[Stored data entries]
# # # # # # #

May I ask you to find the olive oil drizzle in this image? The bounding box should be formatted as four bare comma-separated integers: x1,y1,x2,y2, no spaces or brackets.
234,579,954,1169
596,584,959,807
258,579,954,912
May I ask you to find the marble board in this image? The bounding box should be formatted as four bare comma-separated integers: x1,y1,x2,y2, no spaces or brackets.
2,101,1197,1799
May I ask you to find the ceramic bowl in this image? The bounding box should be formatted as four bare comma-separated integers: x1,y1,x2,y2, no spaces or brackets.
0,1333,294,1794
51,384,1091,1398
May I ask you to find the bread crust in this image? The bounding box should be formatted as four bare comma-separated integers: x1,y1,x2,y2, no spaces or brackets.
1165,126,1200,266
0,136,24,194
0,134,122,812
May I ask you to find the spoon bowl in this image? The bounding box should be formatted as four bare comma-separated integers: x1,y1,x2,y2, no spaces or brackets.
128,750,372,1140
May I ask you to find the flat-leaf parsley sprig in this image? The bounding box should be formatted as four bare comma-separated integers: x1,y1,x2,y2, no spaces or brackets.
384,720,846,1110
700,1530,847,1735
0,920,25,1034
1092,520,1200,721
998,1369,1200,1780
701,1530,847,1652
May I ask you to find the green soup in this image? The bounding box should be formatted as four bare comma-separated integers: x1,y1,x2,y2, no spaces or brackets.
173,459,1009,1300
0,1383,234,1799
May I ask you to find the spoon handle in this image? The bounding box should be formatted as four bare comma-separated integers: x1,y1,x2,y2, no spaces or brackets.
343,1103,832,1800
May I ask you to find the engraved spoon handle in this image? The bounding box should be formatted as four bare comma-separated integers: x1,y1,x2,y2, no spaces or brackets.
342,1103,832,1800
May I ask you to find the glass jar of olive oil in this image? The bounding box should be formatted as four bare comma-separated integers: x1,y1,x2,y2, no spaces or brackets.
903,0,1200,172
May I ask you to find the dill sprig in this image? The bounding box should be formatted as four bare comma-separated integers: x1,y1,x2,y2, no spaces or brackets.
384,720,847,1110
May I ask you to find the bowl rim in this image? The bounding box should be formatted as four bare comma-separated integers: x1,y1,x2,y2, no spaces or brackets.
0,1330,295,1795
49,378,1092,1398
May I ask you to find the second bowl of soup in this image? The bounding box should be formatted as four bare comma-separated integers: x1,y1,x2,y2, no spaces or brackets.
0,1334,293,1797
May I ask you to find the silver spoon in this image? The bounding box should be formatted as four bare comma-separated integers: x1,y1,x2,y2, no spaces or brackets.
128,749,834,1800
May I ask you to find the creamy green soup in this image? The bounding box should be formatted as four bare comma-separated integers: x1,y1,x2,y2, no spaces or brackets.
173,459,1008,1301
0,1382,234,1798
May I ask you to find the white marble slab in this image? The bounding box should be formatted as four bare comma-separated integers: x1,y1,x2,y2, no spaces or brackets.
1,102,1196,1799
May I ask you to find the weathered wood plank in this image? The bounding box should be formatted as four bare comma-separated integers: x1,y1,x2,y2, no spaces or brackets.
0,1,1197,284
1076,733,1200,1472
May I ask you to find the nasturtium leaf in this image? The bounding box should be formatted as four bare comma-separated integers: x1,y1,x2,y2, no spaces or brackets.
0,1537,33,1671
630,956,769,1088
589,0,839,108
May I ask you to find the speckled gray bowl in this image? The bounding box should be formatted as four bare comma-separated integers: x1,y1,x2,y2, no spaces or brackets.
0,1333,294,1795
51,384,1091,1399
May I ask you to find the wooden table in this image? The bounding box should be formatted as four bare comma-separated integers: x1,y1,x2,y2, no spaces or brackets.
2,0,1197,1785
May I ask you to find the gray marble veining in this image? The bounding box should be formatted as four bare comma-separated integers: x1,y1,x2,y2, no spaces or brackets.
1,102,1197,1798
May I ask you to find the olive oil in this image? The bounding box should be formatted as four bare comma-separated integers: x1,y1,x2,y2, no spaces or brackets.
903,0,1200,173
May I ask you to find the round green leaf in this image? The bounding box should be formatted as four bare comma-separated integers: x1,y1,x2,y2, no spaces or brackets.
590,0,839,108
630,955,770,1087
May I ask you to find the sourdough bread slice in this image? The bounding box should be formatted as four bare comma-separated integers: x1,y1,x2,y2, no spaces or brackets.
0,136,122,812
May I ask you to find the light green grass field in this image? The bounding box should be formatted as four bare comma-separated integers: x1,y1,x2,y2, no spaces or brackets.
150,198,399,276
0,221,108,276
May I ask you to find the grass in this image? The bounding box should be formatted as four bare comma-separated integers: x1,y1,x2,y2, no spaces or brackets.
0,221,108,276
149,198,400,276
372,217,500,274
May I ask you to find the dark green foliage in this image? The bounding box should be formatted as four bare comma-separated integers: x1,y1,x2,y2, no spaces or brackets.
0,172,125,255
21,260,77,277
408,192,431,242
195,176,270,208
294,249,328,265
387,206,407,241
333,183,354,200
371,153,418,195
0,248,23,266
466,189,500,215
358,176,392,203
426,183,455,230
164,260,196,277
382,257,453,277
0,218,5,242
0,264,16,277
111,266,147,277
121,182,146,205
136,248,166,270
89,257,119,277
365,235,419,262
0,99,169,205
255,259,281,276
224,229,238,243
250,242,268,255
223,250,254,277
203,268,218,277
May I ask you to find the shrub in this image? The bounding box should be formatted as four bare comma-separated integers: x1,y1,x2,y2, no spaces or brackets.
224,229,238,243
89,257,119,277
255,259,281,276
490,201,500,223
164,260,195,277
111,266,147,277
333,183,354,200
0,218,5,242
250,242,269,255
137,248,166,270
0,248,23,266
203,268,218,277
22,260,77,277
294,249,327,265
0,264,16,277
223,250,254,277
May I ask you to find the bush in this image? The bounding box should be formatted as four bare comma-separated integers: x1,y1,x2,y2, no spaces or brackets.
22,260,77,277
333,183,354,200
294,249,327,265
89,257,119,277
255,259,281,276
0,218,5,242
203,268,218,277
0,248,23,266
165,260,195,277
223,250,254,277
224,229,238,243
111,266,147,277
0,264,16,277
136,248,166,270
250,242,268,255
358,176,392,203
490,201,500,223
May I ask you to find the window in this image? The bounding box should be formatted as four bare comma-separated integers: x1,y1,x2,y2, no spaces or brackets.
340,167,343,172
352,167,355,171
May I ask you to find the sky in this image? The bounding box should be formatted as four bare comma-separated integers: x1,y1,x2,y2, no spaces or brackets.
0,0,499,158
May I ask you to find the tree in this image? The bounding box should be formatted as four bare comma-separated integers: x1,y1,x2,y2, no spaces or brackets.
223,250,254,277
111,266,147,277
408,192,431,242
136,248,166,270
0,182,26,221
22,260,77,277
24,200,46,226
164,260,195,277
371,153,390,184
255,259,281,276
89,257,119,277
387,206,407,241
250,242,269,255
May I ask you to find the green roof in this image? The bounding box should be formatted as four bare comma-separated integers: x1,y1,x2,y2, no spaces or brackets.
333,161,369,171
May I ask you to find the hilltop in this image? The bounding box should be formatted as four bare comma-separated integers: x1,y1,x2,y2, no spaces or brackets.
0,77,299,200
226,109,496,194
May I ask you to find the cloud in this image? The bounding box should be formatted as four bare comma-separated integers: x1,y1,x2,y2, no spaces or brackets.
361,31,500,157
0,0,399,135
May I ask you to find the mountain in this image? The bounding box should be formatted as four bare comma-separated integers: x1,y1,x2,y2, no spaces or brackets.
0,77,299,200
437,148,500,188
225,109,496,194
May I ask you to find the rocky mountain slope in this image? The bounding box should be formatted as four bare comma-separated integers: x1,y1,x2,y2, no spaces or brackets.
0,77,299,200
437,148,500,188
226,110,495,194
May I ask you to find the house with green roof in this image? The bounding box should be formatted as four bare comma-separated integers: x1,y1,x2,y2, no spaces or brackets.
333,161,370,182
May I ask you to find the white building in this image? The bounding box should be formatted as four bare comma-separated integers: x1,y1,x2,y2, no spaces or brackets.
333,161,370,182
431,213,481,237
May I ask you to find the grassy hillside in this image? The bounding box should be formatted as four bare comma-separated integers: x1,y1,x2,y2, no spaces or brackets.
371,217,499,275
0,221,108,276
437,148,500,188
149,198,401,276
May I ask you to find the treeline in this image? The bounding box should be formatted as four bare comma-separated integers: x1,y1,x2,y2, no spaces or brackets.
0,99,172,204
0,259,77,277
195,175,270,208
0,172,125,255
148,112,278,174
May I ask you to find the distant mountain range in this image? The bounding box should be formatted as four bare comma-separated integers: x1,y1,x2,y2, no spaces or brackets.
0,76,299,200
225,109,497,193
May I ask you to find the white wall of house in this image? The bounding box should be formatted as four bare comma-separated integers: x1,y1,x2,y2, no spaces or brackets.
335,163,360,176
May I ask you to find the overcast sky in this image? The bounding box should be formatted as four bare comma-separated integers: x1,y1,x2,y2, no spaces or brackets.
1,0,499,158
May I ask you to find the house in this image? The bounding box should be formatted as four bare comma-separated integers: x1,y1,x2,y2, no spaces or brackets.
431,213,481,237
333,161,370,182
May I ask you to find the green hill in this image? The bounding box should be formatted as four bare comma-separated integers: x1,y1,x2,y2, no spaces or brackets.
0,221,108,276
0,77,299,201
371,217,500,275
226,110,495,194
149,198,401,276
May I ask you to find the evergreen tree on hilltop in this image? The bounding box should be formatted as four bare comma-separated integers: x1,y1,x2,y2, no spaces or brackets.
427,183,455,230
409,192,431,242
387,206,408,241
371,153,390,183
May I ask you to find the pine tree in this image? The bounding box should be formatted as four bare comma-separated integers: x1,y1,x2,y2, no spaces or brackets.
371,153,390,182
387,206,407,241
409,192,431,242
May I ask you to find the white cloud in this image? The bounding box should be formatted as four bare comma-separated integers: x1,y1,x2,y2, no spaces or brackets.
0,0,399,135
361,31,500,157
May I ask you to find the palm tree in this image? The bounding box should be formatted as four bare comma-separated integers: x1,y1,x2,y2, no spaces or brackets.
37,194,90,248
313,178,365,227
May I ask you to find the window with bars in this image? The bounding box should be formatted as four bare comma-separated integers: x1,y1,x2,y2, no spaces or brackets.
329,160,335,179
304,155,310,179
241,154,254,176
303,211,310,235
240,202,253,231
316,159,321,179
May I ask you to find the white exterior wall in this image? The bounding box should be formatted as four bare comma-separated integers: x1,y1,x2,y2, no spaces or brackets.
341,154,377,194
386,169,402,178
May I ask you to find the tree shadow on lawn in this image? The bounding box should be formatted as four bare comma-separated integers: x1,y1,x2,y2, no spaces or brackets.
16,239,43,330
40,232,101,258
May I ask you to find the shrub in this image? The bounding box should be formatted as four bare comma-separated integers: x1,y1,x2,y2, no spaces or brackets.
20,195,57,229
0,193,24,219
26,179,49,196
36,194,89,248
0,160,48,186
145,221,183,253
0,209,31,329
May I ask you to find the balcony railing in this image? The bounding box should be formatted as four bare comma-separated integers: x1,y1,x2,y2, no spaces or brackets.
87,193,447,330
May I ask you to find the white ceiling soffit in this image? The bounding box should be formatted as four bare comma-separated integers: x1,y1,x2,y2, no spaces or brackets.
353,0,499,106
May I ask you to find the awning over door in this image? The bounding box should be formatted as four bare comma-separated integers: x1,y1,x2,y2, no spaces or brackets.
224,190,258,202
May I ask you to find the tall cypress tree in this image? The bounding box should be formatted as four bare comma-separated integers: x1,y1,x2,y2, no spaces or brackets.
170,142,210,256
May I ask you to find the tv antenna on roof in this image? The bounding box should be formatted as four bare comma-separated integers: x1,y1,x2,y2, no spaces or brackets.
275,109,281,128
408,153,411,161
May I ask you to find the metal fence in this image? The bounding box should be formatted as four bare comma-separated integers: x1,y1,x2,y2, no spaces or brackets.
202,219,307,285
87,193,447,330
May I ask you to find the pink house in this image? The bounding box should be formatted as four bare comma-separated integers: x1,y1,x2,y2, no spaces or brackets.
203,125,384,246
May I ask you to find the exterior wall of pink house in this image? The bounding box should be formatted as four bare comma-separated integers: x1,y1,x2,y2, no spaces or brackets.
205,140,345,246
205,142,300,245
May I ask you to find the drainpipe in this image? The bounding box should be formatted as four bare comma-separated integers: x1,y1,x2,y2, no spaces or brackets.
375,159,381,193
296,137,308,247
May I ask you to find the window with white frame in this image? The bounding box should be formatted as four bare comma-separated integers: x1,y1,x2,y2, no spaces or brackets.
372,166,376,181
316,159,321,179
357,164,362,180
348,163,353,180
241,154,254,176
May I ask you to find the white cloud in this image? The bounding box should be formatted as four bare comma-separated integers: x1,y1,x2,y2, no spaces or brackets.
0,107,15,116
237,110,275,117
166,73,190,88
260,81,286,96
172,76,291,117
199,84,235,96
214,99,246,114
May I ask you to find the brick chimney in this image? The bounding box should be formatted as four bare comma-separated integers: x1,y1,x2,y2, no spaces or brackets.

# # # # # # #

• _Your objective_: Look above for the line that holds "May I ask you to find the pink", then copy it and each line after it exactly, through the last line of the data.

• _Expected answer_:
May I ask you to find the pink house in this image? The bounding box should be formatted as four bare comma-separated integers: x1,y1,x2,y2, no spaces or brackets.
203,125,384,246
May I ask you to find the exterior wall of pink house in this image? The bounding box should be formatted as four bare comma-separated integers: x1,y1,x2,y2, no spaces or brackets.
205,140,345,246
205,142,300,245
May I ask you to find the drainpipe in this image? The bounding box should be formatted as four bare comma-separated integers: x1,y1,x2,y2, no spaces or brackets.
375,159,381,193
296,137,308,247
May I ask you to find the window with white frame in this image? The bounding box should be formatted as four bare comma-separated integers: x1,y1,x2,y2, no spaces or brackets.
372,166,376,181
316,159,321,179
357,164,362,180
348,163,353,180
241,154,254,176
May I ask you to find the white cloud in this image? The bounding box should be formatted as four bare comma-separated integers: x1,y1,x2,y2, no spaces or brackets.
0,107,15,116
237,110,275,117
166,73,190,88
260,81,286,96
172,76,291,117
199,84,235,96
214,99,246,114
May I ask you to find the brick chimney in this image? The bounding box should be formatted as four bare comma-separated integers: x1,y1,x2,y2, no spaces or brackets.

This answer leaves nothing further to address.